> REQUIRED WORK: Restate the entire listing word for word.

> DATASET RECORDS:
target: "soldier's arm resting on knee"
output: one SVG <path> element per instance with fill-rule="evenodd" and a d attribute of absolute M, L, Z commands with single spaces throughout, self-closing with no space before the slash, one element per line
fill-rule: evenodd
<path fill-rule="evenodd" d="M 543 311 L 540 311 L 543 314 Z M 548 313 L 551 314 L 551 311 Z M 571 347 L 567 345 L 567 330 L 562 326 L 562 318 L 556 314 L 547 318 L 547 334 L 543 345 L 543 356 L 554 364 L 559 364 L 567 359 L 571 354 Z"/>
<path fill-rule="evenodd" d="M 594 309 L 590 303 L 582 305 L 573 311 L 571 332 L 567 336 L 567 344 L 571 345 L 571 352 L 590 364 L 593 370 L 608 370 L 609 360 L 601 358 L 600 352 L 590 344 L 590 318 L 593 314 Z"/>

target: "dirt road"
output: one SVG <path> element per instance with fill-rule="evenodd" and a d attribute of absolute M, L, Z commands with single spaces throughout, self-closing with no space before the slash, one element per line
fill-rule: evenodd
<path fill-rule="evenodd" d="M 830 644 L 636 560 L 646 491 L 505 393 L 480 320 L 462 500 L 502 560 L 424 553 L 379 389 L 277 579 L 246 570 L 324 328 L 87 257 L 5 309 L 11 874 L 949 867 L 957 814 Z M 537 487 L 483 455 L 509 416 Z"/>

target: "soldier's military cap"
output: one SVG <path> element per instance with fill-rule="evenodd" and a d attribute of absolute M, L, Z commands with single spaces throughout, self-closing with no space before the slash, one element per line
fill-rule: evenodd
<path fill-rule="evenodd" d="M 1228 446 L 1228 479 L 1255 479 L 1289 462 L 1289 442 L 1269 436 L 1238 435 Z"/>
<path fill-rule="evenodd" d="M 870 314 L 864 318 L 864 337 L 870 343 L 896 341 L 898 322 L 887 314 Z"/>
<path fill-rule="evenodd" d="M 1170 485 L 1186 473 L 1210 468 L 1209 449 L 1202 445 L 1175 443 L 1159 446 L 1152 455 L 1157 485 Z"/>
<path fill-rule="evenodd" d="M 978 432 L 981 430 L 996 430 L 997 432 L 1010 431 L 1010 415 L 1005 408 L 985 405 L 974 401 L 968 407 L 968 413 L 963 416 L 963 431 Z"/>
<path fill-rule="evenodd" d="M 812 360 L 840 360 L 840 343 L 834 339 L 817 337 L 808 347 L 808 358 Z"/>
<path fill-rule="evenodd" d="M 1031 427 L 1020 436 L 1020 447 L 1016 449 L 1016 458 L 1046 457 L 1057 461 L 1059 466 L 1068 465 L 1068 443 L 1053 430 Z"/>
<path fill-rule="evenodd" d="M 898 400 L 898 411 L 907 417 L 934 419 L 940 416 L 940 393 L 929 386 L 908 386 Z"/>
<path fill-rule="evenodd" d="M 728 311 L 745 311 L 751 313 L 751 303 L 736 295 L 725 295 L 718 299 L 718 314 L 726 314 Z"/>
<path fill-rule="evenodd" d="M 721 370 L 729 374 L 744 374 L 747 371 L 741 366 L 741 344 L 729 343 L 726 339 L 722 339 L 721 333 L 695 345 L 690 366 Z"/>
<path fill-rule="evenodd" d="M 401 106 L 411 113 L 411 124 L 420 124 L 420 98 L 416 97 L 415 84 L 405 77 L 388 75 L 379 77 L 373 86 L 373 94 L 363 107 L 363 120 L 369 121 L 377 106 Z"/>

> OUTPUT OF THE TASK:
target: "soldier's arm resting on knee"
output: one SVG <path> element per instance with fill-rule="evenodd" and a d attribute of absolute M, L, Z commands with single spaces throughout, self-closing with no space before the slash, one element per line
fill-rule: evenodd
<path fill-rule="evenodd" d="M 543 311 L 540 311 L 543 314 Z M 548 313 L 551 314 L 551 311 Z M 571 347 L 567 345 L 567 330 L 562 326 L 562 318 L 556 314 L 547 318 L 547 334 L 543 345 L 543 356 L 554 364 L 559 364 L 567 359 L 571 354 Z"/>
<path fill-rule="evenodd" d="M 594 309 L 590 303 L 582 305 L 573 311 L 571 332 L 567 336 L 567 344 L 571 345 L 571 352 L 590 364 L 593 370 L 608 370 L 609 360 L 601 358 L 600 352 L 590 344 L 590 318 L 593 314 Z"/>

target: "dirt road"
output: one SVG <path> element per instance with fill-rule="evenodd" and a d attribute of absolute M, L, Z commands with single spaces throughout, self-closing with no space before the slash, one element per line
fill-rule: evenodd
<path fill-rule="evenodd" d="M 830 644 L 636 560 L 646 491 L 505 393 L 480 320 L 462 500 L 502 560 L 424 553 L 379 389 L 277 579 L 246 570 L 324 328 L 87 257 L 5 309 L 11 874 L 949 867 L 957 814 Z M 537 487 L 483 455 L 509 416 Z"/>

target: "soldier's military cap"
output: one SVG <path> element per instance with fill-rule="evenodd" and a d attribute of absolute M, L, Z commands with single spaces throughout, self-closing with no space before the slash, one element per line
fill-rule: evenodd
<path fill-rule="evenodd" d="M 1228 446 L 1228 479 L 1255 479 L 1289 462 L 1289 442 L 1269 436 L 1238 435 Z"/>
<path fill-rule="evenodd" d="M 870 314 L 864 318 L 864 337 L 870 343 L 896 341 L 898 322 L 887 314 Z"/>
<path fill-rule="evenodd" d="M 1170 485 L 1186 473 L 1210 468 L 1209 449 L 1202 445 L 1175 443 L 1159 446 L 1152 455 L 1157 485 Z"/>
<path fill-rule="evenodd" d="M 978 432 L 981 430 L 996 430 L 997 432 L 1010 431 L 1010 415 L 1005 408 L 985 405 L 974 401 L 968 407 L 968 413 L 963 416 L 963 431 Z"/>
<path fill-rule="evenodd" d="M 812 360 L 840 360 L 840 343 L 834 339 L 817 337 L 808 347 L 808 358 Z"/>
<path fill-rule="evenodd" d="M 1031 427 L 1020 436 L 1020 447 L 1016 449 L 1016 458 L 1046 457 L 1057 461 L 1059 466 L 1068 465 L 1068 443 L 1053 430 Z"/>
<path fill-rule="evenodd" d="M 898 400 L 898 411 L 907 417 L 934 419 L 940 416 L 940 393 L 929 386 L 908 386 Z"/>
<path fill-rule="evenodd" d="M 728 311 L 745 311 L 751 313 L 751 303 L 736 295 L 725 295 L 718 299 L 718 314 L 726 314 Z"/>
<path fill-rule="evenodd" d="M 721 370 L 729 374 L 744 374 L 747 371 L 741 366 L 741 344 L 729 343 L 726 339 L 722 339 L 721 333 L 695 345 L 690 366 Z"/>
<path fill-rule="evenodd" d="M 401 106 L 411 113 L 411 124 L 420 124 L 420 98 L 416 97 L 415 84 L 405 77 L 388 75 L 379 77 L 373 86 L 373 94 L 363 107 L 363 120 L 369 121 L 377 106 Z"/>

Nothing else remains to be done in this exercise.